Chauncey Wright (September 10, 1830 – September 12, 1875) was an American philosopher and mathematician, who was an influential early defender of Darwinism and an important influence on American pragmatists such as Charles Sanders Peirce and William James.

Wright was born in Northampton, Massachusetts, the son of a merchant and a pillar of the local Unitarian church. With financial help from a benefactor, Wright attended Harvard, where his reading of Ralph Waldo Emerson led him to abandon his youthful Unitarianism. In 1852 he graduated from Harvard and became a computer to the Nautical Almanac. In college, he was mainly interested in science and mathematics. In the 1850s, however, he began reading philosophers such as Francis Bacon, John Stuart Mill, and William Hamilton, and he became a frequent contributor to the North American Review and the Nation, becoming a well-known defender of Darwinism and a critic of the English philosopher and social theorist Herbert Spencer.

- _Information shown_
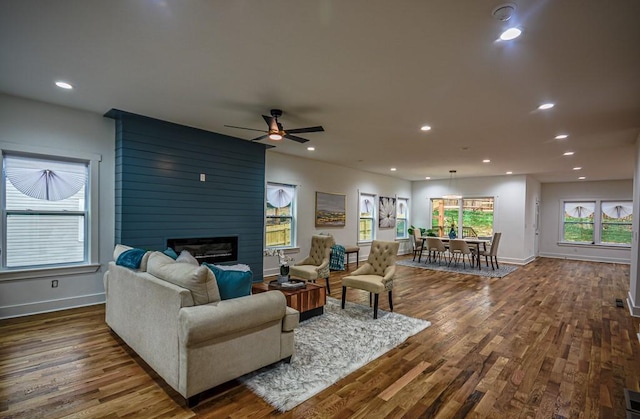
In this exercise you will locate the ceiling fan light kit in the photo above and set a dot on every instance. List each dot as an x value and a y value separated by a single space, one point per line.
276 132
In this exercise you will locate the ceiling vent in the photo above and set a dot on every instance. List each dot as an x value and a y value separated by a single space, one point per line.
504 11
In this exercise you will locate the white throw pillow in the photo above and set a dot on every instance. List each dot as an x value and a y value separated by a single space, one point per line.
186 257
197 279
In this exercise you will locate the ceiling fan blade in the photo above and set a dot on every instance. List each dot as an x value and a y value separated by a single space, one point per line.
250 129
308 129
294 138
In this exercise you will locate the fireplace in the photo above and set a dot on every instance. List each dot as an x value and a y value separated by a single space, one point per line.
208 249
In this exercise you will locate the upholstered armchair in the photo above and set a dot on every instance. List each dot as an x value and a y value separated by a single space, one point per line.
316 265
376 274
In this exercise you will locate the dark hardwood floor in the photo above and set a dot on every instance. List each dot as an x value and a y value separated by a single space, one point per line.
546 341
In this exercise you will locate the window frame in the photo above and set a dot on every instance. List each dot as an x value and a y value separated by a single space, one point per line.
292 217
373 218
597 223
402 217
91 262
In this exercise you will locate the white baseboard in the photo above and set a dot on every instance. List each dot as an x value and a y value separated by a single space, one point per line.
634 310
48 306
624 261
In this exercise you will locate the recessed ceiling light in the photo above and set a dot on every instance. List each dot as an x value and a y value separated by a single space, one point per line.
511 33
64 85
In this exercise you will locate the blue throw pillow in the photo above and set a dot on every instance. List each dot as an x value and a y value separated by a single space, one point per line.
131 258
232 284
171 253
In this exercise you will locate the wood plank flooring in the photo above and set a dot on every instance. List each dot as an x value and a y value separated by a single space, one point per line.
547 341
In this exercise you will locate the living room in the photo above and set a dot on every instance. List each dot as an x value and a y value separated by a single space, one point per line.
527 209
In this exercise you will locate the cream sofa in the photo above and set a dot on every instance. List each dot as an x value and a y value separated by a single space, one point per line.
170 314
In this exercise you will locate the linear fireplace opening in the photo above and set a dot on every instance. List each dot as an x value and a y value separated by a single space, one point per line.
208 249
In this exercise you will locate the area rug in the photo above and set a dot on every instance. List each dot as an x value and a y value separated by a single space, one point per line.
328 348
500 272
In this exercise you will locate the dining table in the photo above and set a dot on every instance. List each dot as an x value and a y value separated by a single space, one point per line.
470 240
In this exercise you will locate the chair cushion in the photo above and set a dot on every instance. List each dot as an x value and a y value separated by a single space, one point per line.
197 279
370 283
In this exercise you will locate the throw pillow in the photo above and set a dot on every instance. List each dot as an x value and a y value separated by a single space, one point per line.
131 258
232 284
186 257
171 253
197 279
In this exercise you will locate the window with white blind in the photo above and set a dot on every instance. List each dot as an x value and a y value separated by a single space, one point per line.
45 215
280 213
368 211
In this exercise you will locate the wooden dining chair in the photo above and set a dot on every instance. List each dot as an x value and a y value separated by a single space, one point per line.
459 249
491 252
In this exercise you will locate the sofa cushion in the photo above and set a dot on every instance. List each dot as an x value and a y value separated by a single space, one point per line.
117 251
197 279
232 283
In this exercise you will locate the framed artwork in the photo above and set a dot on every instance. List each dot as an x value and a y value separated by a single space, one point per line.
387 212
331 210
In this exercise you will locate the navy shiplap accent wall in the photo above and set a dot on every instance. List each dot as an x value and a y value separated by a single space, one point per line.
159 194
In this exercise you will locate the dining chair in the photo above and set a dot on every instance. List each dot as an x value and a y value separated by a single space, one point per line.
417 244
491 252
436 247
459 249
376 274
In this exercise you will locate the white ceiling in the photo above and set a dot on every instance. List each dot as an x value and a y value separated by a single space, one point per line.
371 72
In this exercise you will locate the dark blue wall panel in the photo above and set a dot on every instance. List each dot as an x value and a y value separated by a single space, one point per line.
159 194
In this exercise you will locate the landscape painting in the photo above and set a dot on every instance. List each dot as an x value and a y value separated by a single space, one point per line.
330 210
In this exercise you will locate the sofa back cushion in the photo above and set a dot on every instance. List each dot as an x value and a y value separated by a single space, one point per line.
197 279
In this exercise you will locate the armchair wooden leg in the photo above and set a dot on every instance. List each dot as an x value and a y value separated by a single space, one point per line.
375 306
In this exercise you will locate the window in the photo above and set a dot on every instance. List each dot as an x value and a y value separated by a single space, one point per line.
402 215
617 218
45 216
578 222
597 222
366 227
471 217
280 223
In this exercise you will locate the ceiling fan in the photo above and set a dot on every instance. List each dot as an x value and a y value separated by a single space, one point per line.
276 131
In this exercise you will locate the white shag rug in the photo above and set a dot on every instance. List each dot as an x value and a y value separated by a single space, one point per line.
328 348
500 272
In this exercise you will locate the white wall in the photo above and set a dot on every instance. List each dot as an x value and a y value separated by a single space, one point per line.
58 129
311 176
510 209
551 215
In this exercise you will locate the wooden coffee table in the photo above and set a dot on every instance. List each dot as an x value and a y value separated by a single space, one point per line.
309 301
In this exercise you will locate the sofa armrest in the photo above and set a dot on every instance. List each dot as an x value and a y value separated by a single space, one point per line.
209 321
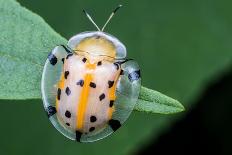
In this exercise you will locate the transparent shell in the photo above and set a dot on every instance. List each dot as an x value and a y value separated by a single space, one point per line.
127 92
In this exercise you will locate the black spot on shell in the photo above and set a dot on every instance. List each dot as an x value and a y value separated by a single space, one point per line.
58 93
116 65
66 73
69 55
102 96
133 76
110 83
92 84
111 103
67 114
80 82
67 91
51 111
99 63
52 59
78 136
93 119
114 124
91 129
66 49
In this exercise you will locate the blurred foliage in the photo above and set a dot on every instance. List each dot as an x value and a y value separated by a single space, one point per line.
180 45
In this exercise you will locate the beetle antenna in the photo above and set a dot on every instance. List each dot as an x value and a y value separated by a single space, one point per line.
90 18
112 14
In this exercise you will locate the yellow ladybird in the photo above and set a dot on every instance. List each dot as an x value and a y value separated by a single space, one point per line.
89 87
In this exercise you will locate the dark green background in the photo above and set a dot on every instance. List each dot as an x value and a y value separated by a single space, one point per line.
181 46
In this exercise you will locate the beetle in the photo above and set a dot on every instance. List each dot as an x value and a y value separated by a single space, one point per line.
89 86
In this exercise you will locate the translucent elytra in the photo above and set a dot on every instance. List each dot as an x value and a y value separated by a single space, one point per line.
88 95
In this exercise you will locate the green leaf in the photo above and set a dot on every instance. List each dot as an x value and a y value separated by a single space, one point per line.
23 54
25 40
152 101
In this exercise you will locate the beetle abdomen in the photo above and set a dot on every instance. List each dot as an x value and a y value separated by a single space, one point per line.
84 99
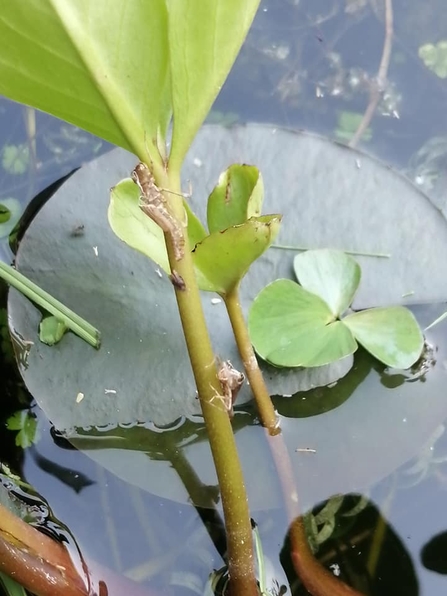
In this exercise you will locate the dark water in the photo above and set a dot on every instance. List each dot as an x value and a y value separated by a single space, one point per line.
305 65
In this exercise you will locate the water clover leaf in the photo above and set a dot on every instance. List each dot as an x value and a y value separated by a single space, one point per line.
296 325
222 259
26 423
290 326
52 330
10 212
237 196
435 57
133 227
331 274
392 335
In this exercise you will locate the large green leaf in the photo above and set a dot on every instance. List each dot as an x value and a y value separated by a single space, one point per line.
204 39
237 196
391 334
101 69
143 355
331 274
223 258
290 326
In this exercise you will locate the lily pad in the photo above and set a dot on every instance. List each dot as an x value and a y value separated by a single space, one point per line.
141 373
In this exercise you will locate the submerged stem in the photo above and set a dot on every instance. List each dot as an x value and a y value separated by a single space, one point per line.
316 578
220 433
261 394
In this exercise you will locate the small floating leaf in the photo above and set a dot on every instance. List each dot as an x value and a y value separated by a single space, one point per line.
290 326
331 274
26 423
52 330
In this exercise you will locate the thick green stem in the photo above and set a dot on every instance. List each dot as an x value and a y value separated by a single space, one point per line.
220 433
261 394
317 580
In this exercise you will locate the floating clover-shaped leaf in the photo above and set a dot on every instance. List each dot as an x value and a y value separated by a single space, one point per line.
292 325
391 334
237 196
331 274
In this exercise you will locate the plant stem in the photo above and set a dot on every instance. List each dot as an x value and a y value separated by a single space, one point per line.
217 421
261 394
32 291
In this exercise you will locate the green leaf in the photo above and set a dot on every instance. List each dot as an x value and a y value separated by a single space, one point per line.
392 335
331 274
289 326
10 212
133 226
26 423
196 231
223 258
237 196
15 158
103 70
145 361
52 330
205 37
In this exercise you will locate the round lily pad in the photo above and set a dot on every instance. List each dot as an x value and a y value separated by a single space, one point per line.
141 376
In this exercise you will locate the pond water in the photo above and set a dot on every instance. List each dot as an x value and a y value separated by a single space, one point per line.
311 66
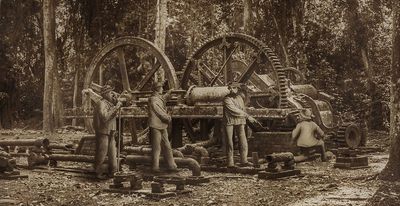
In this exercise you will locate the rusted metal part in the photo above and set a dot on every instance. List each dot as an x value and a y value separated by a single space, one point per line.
280 157
35 159
7 163
198 95
189 163
306 89
194 149
61 146
143 150
206 112
71 158
26 142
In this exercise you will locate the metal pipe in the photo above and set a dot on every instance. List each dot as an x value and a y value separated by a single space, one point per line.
26 142
61 146
194 149
206 94
142 150
279 157
189 163
71 158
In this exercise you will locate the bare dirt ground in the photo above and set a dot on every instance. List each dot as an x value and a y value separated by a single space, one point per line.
321 184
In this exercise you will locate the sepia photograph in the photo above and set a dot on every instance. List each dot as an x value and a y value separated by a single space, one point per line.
200 102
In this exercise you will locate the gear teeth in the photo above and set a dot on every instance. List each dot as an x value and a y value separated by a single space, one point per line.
269 53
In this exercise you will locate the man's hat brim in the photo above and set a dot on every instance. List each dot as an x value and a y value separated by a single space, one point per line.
105 89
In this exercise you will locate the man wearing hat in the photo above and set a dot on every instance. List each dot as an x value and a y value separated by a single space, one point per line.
308 133
234 118
104 122
158 123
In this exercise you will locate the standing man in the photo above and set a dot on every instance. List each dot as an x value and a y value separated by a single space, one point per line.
158 123
234 118
104 122
309 134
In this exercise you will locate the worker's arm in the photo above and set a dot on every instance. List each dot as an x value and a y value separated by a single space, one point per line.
237 112
167 95
108 113
159 110
295 133
319 131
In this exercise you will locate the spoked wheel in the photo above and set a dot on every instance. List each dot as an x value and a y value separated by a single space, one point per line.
129 64
236 58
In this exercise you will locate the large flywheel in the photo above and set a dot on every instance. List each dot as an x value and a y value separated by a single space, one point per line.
129 64
236 58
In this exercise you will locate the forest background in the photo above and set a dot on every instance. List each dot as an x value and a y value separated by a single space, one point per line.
343 47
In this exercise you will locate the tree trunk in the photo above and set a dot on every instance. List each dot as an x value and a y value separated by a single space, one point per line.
57 104
247 16
392 169
161 24
50 62
75 96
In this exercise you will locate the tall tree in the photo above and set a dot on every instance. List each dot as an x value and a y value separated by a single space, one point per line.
392 169
247 12
49 36
160 30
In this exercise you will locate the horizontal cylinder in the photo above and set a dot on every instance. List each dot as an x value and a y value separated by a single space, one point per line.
306 89
279 157
141 150
206 95
189 163
26 142
71 158
61 146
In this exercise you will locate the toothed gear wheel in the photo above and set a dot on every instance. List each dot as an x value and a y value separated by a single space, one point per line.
262 70
348 135
230 41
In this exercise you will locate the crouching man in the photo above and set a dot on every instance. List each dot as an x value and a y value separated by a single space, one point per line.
104 123
158 123
308 134
234 118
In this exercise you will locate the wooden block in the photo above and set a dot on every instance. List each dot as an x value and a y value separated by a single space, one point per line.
280 174
11 177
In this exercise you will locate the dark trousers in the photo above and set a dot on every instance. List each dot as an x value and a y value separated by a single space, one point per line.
159 141
105 146
240 131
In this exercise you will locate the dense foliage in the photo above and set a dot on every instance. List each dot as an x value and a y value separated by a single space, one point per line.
324 39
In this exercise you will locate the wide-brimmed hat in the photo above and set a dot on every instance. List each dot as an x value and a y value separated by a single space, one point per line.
105 89
306 114
158 85
232 85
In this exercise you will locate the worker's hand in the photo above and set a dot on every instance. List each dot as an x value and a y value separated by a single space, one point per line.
169 91
85 92
251 119
119 104
169 119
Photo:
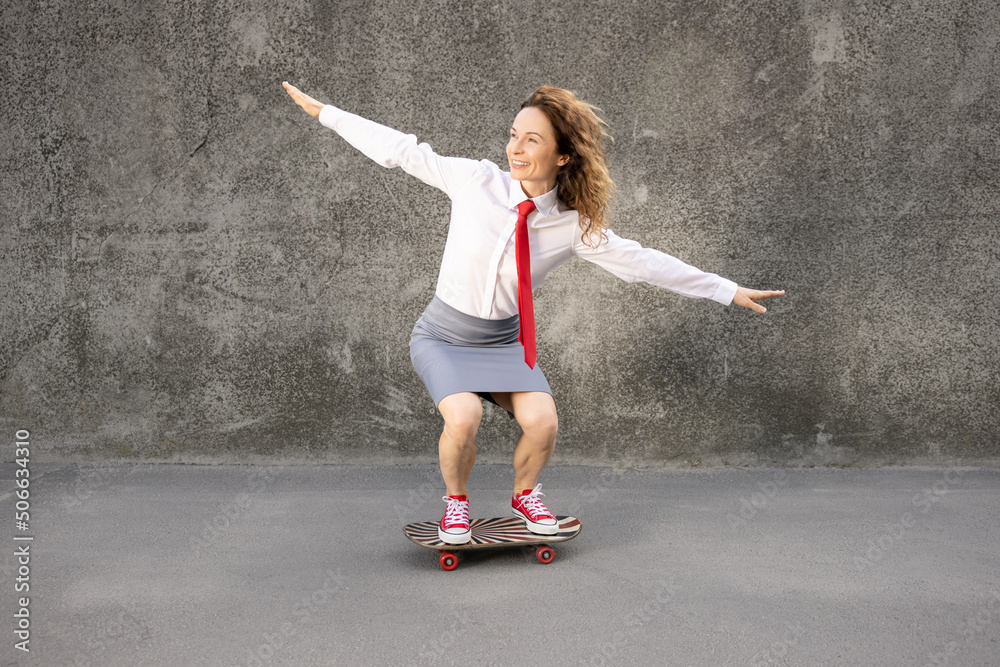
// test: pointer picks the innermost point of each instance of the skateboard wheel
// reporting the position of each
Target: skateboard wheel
(449, 561)
(545, 554)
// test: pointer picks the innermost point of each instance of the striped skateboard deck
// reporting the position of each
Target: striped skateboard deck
(496, 532)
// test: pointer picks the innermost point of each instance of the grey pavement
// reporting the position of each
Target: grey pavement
(168, 564)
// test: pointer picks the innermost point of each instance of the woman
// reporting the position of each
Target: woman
(476, 338)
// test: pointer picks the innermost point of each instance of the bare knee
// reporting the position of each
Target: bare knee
(541, 423)
(462, 414)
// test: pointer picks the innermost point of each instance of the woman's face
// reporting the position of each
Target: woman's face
(533, 153)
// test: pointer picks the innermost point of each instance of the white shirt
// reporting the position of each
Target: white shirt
(478, 271)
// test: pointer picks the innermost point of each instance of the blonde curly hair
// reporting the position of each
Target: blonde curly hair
(584, 182)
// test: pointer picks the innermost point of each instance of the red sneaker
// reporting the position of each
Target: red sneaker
(454, 527)
(537, 519)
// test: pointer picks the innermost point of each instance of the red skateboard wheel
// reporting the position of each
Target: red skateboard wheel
(449, 561)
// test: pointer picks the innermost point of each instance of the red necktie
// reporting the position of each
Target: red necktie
(525, 309)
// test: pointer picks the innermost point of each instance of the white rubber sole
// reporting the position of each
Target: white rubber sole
(454, 538)
(538, 528)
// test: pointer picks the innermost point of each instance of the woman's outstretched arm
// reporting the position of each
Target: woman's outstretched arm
(389, 147)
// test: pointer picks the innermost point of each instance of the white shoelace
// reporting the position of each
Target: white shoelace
(533, 504)
(457, 512)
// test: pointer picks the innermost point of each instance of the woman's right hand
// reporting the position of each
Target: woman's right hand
(311, 106)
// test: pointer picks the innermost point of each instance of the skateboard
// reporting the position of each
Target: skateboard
(498, 532)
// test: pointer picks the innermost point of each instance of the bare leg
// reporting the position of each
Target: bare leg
(535, 411)
(457, 447)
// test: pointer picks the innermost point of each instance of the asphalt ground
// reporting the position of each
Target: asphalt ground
(307, 565)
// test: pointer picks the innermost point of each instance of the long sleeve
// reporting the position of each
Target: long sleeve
(391, 148)
(631, 262)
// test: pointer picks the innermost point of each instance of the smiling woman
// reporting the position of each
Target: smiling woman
(476, 338)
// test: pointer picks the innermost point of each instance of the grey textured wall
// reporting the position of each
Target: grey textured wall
(194, 269)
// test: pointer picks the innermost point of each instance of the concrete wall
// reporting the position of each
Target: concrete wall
(193, 269)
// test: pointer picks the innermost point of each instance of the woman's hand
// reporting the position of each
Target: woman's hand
(748, 298)
(311, 106)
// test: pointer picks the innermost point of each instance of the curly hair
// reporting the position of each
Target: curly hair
(584, 182)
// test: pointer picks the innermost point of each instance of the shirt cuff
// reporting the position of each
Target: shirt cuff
(725, 292)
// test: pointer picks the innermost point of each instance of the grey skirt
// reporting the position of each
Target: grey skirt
(453, 352)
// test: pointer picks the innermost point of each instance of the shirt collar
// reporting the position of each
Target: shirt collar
(547, 204)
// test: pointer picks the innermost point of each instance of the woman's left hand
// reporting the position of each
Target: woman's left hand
(748, 298)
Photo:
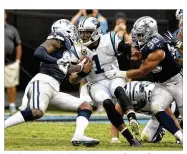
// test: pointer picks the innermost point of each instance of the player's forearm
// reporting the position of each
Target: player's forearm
(136, 74)
(41, 53)
(74, 68)
(18, 52)
(74, 78)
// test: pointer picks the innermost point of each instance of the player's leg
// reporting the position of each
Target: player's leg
(11, 77)
(117, 90)
(113, 129)
(160, 100)
(152, 131)
(102, 95)
(84, 109)
(37, 94)
(176, 89)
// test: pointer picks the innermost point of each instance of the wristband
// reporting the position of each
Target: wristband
(82, 74)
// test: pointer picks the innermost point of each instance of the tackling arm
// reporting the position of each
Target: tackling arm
(147, 66)
(44, 50)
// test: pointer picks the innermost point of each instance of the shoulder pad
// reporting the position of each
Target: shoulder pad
(155, 43)
(56, 35)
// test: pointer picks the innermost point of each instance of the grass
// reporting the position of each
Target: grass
(56, 136)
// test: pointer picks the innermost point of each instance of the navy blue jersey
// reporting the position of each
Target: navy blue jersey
(168, 67)
(52, 69)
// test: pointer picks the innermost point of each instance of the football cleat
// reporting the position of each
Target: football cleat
(135, 142)
(115, 140)
(159, 135)
(135, 126)
(86, 141)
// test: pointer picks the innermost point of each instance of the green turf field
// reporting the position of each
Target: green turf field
(56, 136)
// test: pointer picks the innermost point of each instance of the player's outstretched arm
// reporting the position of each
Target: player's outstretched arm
(44, 50)
(75, 78)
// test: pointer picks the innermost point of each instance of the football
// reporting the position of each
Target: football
(86, 58)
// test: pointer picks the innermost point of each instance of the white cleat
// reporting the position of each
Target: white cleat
(86, 141)
(135, 126)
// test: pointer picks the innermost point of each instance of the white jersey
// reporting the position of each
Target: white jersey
(139, 90)
(103, 57)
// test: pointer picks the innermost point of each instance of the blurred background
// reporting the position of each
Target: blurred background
(34, 27)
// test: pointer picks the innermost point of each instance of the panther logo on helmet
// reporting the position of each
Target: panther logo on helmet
(144, 29)
(89, 30)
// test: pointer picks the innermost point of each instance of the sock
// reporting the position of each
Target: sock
(12, 107)
(166, 121)
(127, 134)
(131, 115)
(81, 124)
(113, 115)
(14, 120)
(179, 135)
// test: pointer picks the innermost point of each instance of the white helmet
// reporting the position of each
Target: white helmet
(178, 14)
(65, 27)
(144, 29)
(90, 24)
(135, 91)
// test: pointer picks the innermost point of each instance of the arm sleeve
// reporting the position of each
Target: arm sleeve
(41, 54)
(17, 39)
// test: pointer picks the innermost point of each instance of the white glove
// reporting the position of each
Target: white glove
(82, 64)
(115, 73)
(64, 63)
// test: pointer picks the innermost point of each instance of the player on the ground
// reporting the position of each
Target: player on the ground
(140, 93)
(152, 49)
(102, 49)
(55, 55)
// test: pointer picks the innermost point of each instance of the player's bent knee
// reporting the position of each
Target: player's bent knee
(101, 96)
(155, 108)
(108, 104)
(37, 113)
(145, 137)
(85, 105)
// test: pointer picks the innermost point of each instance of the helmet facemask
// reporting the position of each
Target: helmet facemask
(144, 29)
(89, 31)
(66, 28)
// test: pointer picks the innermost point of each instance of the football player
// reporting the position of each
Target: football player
(102, 50)
(55, 55)
(152, 49)
(140, 93)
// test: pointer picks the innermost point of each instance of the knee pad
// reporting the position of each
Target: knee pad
(108, 104)
(101, 96)
(123, 99)
(85, 113)
(113, 115)
(145, 136)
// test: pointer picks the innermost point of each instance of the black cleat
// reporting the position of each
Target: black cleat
(84, 140)
(159, 135)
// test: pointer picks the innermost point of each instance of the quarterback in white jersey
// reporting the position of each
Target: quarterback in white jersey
(102, 50)
(43, 89)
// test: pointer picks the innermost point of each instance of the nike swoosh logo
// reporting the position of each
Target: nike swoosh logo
(176, 83)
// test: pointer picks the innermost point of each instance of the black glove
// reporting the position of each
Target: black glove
(170, 39)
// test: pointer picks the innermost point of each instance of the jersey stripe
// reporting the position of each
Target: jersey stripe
(112, 38)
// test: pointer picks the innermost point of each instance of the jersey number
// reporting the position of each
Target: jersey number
(99, 69)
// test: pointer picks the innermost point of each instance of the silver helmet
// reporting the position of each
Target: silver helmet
(91, 25)
(66, 28)
(143, 29)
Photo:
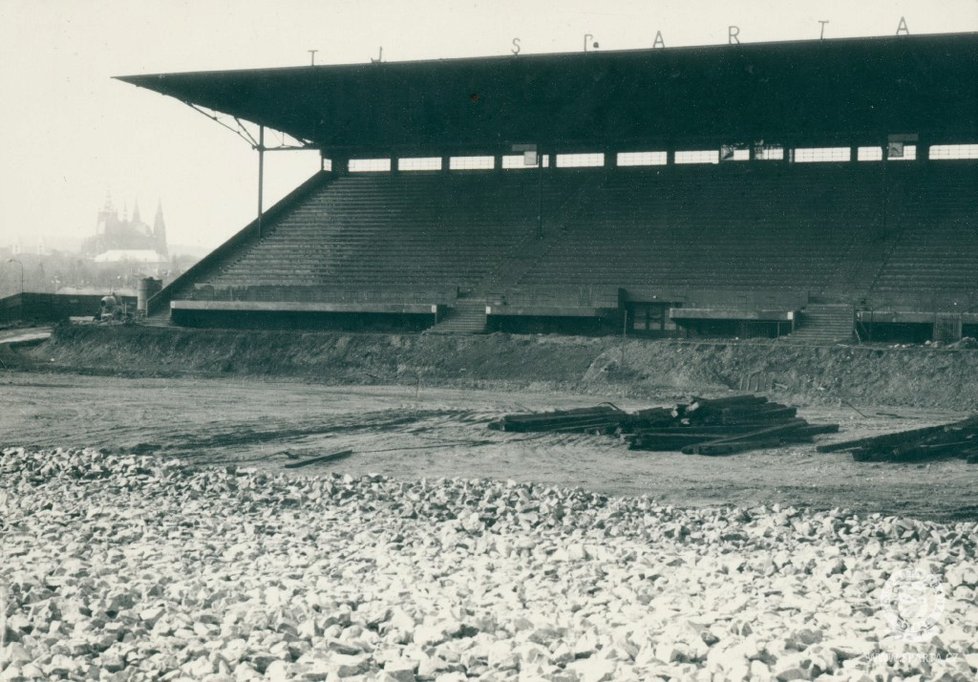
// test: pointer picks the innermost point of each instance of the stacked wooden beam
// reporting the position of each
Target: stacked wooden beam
(722, 426)
(957, 439)
(726, 426)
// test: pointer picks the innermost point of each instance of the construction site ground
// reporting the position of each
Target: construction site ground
(413, 432)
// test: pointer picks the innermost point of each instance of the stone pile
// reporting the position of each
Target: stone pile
(119, 568)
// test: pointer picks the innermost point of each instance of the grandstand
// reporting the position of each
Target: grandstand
(817, 189)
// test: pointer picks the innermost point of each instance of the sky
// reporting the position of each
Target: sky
(73, 135)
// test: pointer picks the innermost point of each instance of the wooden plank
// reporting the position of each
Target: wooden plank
(332, 457)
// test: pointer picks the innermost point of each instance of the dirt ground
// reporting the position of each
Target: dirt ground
(435, 432)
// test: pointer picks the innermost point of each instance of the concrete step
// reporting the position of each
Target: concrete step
(824, 323)
(466, 317)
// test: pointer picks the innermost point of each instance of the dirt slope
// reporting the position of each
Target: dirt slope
(922, 377)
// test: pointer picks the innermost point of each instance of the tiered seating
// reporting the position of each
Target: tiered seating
(736, 227)
(850, 230)
(406, 230)
(936, 249)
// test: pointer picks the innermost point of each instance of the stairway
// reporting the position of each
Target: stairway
(468, 316)
(824, 323)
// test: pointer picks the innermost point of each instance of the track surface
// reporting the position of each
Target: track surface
(436, 432)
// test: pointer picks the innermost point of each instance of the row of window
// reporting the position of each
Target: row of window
(897, 152)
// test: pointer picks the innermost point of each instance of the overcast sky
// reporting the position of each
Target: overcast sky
(71, 133)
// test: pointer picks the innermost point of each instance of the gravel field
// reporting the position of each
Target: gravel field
(126, 567)
(441, 432)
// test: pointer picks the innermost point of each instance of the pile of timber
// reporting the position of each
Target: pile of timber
(957, 439)
(726, 426)
(723, 426)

- _Task list_
**A.** From the passage on Chauncey Wright, list the philosophers he began reading in the 1850s.
**B.** According to the passage on Chauncey Wright, in what town was he born?
**C.** Pick up the passage on Chauncey Wright after its final sentence and carry it forward.

- _Answer set_
**A.** Francis Bacon, John Stuart Mill, William Hamilton

**B.** Northampton, Massachusetts

**C.**
In 1870-71 he lectured on psychology at Harvard. Although he was best known to the reading public as a defender of Darwinism, he was an eclectic free-lancer in thought. Among his essays may be mentioned "The Evolution of Self-Consciousness" (1873) and two articles on evolution published in the early 1870s. Of these, the former endeavors to explain the most elaborate psychical activities of men as developments of elementary forms of conscious processes in the animal kingdom as a whole; the latter is a defense of the theory of natural selection against the attacks of St George Mivart and Alfred Russel Wallace. From 1863 to 1870 he was secretary and recorder to the American Academy of Arts and Sciences, and in the last year of his life he lectured on mathematical physics at Harvard. He never married and was subject to periodic bouts of depression and alcoholism. He died of a stroke just after his forty-fifth birthday. Following his death, his close friend Charles Eliot Norton spoke of his great devotion to truth and his eagerness to hear criticisms of his own views. "To argue with him," Norton wrote, "was a moral no less than an intellectual discipline."